SOURCE PASSAGE |

Segment Open

Covering Trump with the last name Gomez

The World
Republican presidential nominee Donald Trump appears at a campaign rally in Miami, Florida, US, September 16, 2016.

The filters are off this election season. And honestly, a lot of the talk is terrible to hear.

Hate speech feels commonplace at rallies.

And many critics of presidential candidate Donald Trump say his blunt — some would use worse adjectives — talk is to blame. But is his speech actually worse than usual?

It's difficult to quantify, but that's what Cleveland Plain Dealer chief political reporter Henry Gomez set out to do.

He looked at the number of racist comments lobbed his way prior to this election. And then he compared the comments to the ones coming his way this election. Gomez says the number of hateful emails and calls increased, significantly.

In an essay, Gomez writes:

I have heard their voice mails and read their emails. Smirked at their keyboard courage in the comments section. Told myself not to take the Twitter mentions too personally.

Call it bigotry. Call it racism. Call it xenophobia. As a writer – especially one who covers national politics – you chalk it up as coming with the territory, as hurtful and as menacing as it can be. This year, though, it is coming far more frequently. There is no mystery why.

Maybe you don't believe Donald Trump is a bigot. Or a racist. Or a xenophobe. But the Republican nominee for president certainly has won the support of people who are.

He points to Trump's campaign as being a cause for many of the emails he's received.

"They'd be isolated here or there in the past. In 2012, when I covered the [Mitt] Romney and [Barack] Obama campaigns, I could probably count on one hand the number of offensive emails or voicemails that I received from readers. And here, we're talking in the dozens."

And sometimes, those emails target him because of his last name — but they might be disappointed when they meet him.

Segment Closed

TASKS TO CARRY OUT |
1. Duplicate the article on Henry Gomez from "Covering Trump with" to "worse than usual?".
2. According to the article on Henry Gomez, which newspaper employs Gomez as its chief political reporter?

RECORD EXCERPTS |
Segment Open

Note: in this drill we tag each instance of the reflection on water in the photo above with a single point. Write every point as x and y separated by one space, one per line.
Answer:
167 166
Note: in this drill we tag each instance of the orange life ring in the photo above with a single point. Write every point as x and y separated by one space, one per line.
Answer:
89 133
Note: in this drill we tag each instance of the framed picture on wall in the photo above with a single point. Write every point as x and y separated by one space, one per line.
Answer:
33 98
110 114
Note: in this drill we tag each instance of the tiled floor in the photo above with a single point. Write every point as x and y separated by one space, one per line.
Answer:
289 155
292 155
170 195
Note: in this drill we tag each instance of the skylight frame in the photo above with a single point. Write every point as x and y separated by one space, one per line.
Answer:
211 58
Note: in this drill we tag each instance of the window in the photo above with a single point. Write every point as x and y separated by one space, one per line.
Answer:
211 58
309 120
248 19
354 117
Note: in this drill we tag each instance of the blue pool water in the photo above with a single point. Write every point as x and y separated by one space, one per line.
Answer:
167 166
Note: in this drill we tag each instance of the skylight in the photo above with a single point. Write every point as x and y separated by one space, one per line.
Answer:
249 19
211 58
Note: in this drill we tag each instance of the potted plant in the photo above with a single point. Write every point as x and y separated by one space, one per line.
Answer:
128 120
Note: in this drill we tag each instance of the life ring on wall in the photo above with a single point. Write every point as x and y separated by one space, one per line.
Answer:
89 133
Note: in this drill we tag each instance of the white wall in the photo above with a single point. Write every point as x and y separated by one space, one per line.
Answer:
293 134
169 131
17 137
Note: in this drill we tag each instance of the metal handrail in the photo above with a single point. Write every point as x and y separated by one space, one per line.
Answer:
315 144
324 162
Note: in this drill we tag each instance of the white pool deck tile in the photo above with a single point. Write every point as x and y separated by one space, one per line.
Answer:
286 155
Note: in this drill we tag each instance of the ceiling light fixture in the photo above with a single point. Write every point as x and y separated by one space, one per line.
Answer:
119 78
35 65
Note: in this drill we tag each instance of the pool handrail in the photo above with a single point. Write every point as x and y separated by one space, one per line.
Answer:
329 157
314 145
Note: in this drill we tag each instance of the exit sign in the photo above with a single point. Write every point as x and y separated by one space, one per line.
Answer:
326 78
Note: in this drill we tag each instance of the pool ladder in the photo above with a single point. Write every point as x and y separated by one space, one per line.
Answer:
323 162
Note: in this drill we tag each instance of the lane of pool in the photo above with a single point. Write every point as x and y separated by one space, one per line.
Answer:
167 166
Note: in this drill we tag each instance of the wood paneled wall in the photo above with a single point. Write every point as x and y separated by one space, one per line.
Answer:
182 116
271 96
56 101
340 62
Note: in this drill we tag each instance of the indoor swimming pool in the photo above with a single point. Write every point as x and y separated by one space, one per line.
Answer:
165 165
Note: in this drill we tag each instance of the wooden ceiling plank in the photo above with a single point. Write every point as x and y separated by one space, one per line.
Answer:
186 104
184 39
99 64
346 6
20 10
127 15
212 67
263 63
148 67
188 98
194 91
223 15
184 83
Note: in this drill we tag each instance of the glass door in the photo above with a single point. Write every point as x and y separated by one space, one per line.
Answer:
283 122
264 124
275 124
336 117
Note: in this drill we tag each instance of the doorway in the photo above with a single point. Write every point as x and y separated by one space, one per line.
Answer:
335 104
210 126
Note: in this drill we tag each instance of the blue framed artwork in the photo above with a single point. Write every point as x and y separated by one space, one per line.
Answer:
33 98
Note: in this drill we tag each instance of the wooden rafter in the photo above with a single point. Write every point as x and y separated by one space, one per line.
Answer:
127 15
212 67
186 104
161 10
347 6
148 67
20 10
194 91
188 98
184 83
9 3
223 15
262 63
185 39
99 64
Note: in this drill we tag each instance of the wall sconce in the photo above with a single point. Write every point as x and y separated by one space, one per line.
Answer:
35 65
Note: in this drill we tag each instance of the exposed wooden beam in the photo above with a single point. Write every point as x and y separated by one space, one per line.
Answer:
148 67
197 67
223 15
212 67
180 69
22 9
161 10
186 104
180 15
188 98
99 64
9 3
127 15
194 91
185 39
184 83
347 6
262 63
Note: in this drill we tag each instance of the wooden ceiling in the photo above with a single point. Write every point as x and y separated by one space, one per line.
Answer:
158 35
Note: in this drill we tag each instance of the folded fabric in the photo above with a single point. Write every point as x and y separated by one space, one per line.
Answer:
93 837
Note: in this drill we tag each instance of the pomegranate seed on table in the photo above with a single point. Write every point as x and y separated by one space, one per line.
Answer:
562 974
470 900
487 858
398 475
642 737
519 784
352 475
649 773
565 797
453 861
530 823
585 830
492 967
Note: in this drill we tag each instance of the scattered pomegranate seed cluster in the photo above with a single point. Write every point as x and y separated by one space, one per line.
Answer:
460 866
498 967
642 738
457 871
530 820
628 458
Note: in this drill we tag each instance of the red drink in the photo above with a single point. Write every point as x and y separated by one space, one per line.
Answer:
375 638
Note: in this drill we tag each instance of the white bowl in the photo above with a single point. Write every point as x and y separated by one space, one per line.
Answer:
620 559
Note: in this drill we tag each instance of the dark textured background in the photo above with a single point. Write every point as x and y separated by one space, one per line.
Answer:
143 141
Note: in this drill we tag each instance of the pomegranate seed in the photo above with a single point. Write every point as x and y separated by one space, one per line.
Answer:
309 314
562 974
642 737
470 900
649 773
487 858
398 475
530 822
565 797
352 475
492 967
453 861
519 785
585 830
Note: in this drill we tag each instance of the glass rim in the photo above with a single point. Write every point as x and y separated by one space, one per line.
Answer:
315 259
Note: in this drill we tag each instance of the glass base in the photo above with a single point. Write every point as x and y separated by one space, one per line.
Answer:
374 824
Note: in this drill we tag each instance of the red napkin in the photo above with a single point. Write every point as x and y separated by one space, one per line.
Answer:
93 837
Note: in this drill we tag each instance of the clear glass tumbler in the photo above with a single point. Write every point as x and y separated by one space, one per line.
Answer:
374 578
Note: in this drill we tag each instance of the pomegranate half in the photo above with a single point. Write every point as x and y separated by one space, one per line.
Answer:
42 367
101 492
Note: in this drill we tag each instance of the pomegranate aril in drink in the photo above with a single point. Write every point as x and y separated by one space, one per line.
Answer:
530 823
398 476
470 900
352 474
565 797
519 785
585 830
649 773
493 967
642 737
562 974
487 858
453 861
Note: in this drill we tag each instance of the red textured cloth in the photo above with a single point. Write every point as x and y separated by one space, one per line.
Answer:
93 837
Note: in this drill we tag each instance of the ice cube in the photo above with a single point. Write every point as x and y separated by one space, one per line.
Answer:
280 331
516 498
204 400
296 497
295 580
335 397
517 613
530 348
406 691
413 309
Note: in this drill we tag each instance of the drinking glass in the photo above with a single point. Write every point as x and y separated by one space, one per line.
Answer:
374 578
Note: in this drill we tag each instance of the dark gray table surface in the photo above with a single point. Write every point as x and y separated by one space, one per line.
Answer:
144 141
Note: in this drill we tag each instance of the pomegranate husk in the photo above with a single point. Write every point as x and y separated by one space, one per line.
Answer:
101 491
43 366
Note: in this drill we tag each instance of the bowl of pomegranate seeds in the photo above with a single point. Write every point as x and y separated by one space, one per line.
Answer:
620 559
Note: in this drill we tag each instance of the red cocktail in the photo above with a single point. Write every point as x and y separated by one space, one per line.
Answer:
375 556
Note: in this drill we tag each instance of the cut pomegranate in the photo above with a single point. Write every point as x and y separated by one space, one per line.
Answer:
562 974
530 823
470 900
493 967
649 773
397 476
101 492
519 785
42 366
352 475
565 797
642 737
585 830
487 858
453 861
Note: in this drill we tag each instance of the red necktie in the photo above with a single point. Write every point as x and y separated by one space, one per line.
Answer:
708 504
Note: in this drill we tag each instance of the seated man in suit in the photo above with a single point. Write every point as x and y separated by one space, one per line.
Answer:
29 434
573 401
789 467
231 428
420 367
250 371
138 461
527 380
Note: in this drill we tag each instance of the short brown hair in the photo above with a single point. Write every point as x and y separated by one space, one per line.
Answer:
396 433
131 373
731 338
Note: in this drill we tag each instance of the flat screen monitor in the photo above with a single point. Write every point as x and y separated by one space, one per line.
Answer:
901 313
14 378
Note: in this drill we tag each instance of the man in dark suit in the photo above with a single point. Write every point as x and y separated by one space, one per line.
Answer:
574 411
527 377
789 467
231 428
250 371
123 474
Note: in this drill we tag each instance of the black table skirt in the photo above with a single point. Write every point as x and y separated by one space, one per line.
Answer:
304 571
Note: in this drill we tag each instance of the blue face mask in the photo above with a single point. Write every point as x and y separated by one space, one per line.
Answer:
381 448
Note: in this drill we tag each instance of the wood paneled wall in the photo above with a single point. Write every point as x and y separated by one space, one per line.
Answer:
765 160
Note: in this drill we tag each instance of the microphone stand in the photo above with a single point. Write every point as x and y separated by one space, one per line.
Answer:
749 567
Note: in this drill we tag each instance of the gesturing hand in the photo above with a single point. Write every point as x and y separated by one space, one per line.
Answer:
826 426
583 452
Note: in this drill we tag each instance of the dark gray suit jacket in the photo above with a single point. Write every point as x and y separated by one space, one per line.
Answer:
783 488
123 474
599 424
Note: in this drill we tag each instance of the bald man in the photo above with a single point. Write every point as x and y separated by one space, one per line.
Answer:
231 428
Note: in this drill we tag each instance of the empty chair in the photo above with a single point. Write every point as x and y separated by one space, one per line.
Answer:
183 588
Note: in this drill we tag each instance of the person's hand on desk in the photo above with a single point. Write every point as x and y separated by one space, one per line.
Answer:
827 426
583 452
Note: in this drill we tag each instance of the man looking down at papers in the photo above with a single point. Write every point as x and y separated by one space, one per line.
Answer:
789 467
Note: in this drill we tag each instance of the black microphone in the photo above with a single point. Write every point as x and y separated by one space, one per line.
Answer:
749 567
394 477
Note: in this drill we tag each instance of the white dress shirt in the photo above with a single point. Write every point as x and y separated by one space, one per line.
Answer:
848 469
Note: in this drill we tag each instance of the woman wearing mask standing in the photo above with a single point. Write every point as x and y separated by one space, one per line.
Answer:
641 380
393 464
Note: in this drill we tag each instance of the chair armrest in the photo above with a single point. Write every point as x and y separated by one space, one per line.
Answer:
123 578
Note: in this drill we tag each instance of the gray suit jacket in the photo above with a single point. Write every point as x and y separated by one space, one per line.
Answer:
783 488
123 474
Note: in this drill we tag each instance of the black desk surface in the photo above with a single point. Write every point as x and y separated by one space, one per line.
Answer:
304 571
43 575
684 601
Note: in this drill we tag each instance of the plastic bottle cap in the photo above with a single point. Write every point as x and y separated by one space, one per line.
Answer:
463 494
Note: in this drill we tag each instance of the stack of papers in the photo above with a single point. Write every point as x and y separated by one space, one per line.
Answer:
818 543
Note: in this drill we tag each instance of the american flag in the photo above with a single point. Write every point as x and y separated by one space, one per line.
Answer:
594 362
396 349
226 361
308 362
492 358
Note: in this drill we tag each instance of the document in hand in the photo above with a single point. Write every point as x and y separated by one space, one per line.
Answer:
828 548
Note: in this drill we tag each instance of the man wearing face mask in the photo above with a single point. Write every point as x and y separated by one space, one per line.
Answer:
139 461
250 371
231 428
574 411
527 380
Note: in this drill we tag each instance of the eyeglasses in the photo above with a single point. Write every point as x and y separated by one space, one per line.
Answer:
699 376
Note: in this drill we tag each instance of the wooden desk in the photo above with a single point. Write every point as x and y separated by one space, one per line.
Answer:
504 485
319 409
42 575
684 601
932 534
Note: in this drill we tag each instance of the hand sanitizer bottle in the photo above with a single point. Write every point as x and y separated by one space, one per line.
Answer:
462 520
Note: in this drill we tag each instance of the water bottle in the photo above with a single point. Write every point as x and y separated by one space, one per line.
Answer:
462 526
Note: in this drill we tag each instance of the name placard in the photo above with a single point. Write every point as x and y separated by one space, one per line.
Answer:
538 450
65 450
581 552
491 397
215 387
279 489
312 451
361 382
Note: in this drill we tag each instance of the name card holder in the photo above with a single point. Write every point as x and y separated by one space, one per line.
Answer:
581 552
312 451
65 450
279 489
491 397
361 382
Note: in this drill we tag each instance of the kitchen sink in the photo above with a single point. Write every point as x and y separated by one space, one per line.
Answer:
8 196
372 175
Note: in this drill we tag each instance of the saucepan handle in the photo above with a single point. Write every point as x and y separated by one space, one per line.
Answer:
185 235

Segment Closed

SET OF ANSWERS |
1.
Covering Trump with the last name Gomez

The World
Republican presidential nominee Donald Trump appears at a campaign rally in Miami, Florida, US, September 16, 2016.

The filters are off this election season. And honestly, a lot of the talk is terrible to hear.

Hate speech feels commonplace at rallies.

And many critics of presidential candidate Donald Trump say his blunt — some would use worse adjectives — talk is to blame. But is his speech actually worse than usual?

2. The Cleveland Plain Dealer.